#### [QUELLDOKUMENT]
Die grundsätzliche Rechtswidrigkeit von Erlaubnissen, die es der K+S AG ermöglicht haben, sich ihrer Abwässer durch Versickernlassen in das Grundwasser und durch Einleitung in die Werra zu entledigen

Die Frage der Rechtmäßigkeit der K+S-Entsorgungspraxis konnte in den von der Klagegemeinschaft der Werra-Weser-Anrainer angestrengten Prozessen nicht geklärt werden. Die zuständigen Verwaltungsgerichte haben es nämlich vermieden, sich inhaltlich mit den offenen Rechtsfragen zu befassen. Sie haben vielmehr in jedem Fall den betroffenen Anrainern die Klagebefugnis abgesprochen. Inzwischen haben der Europäische Gerichtshof (EuGH) und das Bundesverwaltungsgericht (BVerwG) für hinreichende Rechtssicherheit gesorgt. Das macht es möglich, sich erneut für die Umsetzung der EU-Wasserrahmenrichtlinie in der Flussgebietseinheit Weser (FGE Weser) vor Gericht einzusetzen.

Die EU-Wasserrahmenrichtlinie verlangt, dass das Oberflächenwasser und das Grundwasser in der Europäischen Union bis spätestens 2027 in einen „guten Zustand“ gebracht werden muss. Die Richtlinie definiert dazu für die Oberflächengewässer fünf Qualitätsstufen („sehr gut“ bis „schlecht“, für das Grundwasser deren zwei („gut“ und „schlecht“). Das angestrebte Qualitätsziel ist der „gute Zustand“, die Mindestanforderung ist eine Verbesserung des Zustandes („Verbesserungsgebot“), während eine Verschlechterung des Zustandes ausgeschlossen wird („Verschlechterungsverbot“).

#### [BEREITGESTELLTE DATEN]
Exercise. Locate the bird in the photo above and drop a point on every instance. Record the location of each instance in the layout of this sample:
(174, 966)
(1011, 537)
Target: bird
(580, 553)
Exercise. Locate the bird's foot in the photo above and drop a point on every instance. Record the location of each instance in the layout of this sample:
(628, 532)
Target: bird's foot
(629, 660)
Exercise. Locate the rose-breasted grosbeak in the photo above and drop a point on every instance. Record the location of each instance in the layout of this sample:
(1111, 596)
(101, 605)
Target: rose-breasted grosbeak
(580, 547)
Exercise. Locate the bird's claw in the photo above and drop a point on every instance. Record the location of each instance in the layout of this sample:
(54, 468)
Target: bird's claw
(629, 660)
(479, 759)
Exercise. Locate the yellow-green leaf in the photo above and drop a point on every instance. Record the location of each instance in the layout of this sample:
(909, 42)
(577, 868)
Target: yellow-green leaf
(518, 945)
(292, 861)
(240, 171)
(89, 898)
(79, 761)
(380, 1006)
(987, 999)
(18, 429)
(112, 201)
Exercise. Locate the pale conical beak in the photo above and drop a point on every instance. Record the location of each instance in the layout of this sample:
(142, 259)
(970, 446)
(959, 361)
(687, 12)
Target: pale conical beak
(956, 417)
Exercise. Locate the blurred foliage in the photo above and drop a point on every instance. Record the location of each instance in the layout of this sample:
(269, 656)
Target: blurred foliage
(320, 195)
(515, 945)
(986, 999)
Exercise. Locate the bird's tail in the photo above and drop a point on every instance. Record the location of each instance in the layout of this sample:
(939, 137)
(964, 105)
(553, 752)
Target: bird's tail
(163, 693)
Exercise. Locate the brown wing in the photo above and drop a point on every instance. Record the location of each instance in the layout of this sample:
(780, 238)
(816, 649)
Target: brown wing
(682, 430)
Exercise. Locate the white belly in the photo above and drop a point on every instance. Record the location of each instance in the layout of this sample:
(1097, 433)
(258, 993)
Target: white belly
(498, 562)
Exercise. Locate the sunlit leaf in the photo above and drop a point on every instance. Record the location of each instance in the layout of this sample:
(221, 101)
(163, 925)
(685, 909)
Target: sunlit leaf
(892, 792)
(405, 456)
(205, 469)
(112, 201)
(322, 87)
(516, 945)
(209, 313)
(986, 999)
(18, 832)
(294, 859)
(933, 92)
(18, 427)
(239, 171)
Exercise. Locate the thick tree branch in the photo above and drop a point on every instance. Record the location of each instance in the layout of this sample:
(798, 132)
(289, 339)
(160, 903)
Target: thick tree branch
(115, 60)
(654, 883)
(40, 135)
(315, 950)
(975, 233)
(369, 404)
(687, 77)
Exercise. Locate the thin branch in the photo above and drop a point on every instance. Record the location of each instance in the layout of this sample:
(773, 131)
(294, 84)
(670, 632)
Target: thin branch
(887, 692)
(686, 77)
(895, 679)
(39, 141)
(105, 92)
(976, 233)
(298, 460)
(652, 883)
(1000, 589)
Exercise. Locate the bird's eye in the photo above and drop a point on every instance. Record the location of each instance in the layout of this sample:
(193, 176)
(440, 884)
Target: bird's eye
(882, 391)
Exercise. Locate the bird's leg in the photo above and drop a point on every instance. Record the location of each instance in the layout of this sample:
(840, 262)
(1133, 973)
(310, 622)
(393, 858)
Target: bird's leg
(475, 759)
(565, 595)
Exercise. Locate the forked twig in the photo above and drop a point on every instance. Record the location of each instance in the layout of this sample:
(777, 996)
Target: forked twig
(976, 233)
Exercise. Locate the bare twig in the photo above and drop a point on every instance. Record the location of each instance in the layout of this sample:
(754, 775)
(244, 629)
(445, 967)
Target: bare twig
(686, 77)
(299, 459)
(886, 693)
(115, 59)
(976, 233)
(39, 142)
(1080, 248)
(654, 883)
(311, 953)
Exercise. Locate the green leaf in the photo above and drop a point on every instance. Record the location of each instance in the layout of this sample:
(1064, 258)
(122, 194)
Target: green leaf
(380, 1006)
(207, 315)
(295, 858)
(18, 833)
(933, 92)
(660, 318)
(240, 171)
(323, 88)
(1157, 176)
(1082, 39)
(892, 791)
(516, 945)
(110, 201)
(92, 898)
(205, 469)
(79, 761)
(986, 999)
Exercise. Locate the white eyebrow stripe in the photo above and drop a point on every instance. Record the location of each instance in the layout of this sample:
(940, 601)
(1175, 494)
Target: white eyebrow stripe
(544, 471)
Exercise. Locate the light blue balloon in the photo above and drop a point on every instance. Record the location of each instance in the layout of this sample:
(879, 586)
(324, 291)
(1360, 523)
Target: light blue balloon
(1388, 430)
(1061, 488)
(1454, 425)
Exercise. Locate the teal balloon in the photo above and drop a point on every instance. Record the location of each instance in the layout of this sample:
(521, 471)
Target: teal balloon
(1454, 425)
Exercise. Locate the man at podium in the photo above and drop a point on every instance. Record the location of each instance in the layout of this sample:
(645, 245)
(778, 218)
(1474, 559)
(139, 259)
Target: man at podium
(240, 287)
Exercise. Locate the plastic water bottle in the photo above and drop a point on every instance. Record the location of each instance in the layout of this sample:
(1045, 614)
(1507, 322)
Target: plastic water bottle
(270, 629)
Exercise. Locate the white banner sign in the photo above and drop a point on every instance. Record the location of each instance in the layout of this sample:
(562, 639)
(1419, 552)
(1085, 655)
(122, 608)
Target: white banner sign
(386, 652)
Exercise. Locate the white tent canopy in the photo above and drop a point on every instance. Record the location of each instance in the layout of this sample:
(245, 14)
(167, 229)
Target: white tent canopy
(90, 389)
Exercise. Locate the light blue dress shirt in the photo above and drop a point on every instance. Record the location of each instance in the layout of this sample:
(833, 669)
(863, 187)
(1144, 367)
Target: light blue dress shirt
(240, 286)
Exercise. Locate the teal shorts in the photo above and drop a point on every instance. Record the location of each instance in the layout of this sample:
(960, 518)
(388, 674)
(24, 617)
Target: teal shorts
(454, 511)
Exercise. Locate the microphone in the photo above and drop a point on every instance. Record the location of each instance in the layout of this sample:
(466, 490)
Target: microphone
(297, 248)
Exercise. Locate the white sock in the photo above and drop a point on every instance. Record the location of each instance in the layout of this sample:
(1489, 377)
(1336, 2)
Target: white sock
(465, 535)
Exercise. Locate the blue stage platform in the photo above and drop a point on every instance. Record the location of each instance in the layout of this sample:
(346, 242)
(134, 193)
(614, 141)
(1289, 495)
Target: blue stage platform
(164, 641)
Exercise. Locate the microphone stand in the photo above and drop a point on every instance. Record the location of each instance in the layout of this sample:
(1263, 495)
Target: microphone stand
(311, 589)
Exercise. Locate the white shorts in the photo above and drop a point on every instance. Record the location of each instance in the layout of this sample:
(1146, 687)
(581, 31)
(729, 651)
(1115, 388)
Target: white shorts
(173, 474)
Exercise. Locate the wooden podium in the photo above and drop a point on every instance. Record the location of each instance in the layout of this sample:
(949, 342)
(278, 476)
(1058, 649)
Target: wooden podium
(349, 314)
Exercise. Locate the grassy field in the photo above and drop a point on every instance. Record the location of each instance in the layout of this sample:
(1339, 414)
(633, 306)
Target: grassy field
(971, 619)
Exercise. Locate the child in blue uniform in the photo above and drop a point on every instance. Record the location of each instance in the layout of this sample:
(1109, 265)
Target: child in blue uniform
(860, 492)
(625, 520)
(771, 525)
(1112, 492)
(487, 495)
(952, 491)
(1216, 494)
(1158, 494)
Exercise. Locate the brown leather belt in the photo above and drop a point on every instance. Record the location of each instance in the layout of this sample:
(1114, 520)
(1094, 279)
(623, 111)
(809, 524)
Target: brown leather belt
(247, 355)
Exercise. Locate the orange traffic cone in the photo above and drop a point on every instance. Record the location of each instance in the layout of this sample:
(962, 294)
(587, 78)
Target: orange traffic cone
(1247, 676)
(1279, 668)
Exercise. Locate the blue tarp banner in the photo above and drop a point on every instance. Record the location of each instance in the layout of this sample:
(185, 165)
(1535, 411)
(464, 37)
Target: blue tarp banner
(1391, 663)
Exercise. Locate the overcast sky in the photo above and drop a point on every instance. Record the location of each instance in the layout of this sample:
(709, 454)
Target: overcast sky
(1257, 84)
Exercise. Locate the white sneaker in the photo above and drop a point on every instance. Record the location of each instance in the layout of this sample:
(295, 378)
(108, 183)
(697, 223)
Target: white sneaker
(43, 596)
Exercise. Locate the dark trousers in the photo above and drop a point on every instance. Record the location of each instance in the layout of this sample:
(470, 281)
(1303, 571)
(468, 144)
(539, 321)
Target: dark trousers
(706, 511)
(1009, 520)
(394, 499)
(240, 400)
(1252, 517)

#### [IHRE AUFGABEN]
1 > Wiederholen Sie aus dem Text über die Abwassererlaubnisse der K+S AG wortgetreu die Passage zwischen „Die grundsätzliche Rechtswidrigkeit“ und „vor Gericht einzusetzen.“, beide eingeschlossen.
2 > Schreiben Sie den Text über die Abwassererlaubnisse der K+S AG im Anschluss an seinen letzten Satz weiter.
Die Datensätze sind hierfür ohne Belang.

#### [ERGEBNISSE DER ÜBUNG]
1 >
Die grundsätzliche Rechtswidrigkeit von Erlaubnissen, die es der K+S AG ermöglicht haben, sich ihrer Abwässer durch Versickernlassen in das Grundwasser und durch Einleitung in die Werra zu entledigen

Die Frage der Rechtmäßigkeit der K+S-Entsorgungspraxis konnte in den von der Klagegemeinschaft der Werra-Weser-Anrainer angestrengten Prozessen nicht geklärt werden. Die zuständigen Verwaltungsgerichte haben es nämlich vermieden, sich inhaltlich mit den offenen Rechtsfragen zu befassen. Sie haben vielmehr in jedem Fall den betroffenen Anrainern die Klagebefugnis abgesprochen. Inzwischen haben der Europäische Gerichtshof (EuGH) und das Bundesverwaltungsgericht (BVerwG) für hinreichende Rechtssicherheit gesorgt. Das macht es möglich, sich erneut für die Umsetzung der EU-Wasserrahmenrichtlinie in der Flussgebietseinheit Weser (FGE Weser) vor Gericht einzusetzen.

2 >
Der EuGH liefert notwendige Definitionen und verhindert Mißbrauch

In einem Urteil vom 01.07.2015 definiert der EuGH in der Rechtssache C-461/13, was unter „Verbesserung“ oder „Verschlechterung“ im Kontext der Wasserrahmenrichtlinie zu verstehen ist. Außerdem schiebt das Gericht bestimmten Versuchen eine Riegel vor, Gewässer mutwillig und rechtswidrig so weit zu schädigen, dass sie in den schlechtesten der definierten Zustände geraten und nicht mehr saniert werden können. Wenn ein Gewässer nicht mehr saniert werden kann, so könnte ein Schädiger argumentieren, ist eine weitere Verschlechterung nicht mehr möglich und man könnte die Schädigung nunmehr legal weiterführen.

Das würde natürlich dem Ziel der EU-Wasserrahmenrichtlinie widersprechen. Deshalb stellt der EuGH in seinem Urteil fest: Wenn ein Gewässer bereits in die schlechteste der definierten Qualitätsstufen eingeordnet ist, dann ist jede weitere Einleitung als Verstoß gegen das Verschlechterungsverbot zu bewerten.

Sowohl die Werra als auch das Grundwasser im Werratal sind wegen der K+S-Entsorgungspraxis in die schlechteste Qualitätsstufe eingeordnet. Aus dem zitierten Urtel des EuGH folgt dann notwendig für die Entsorgungspraxis der K+S AG: Sowohl die Einleitung von Abwässern in die Werra als auch Versickernlassen von Haldenlaugen verstößt gegen das Verschlechterungsverbot und ist deshalb rechtwidrig; entsprechende Erlaubnisse hätten nicht erteilt werden dürfen.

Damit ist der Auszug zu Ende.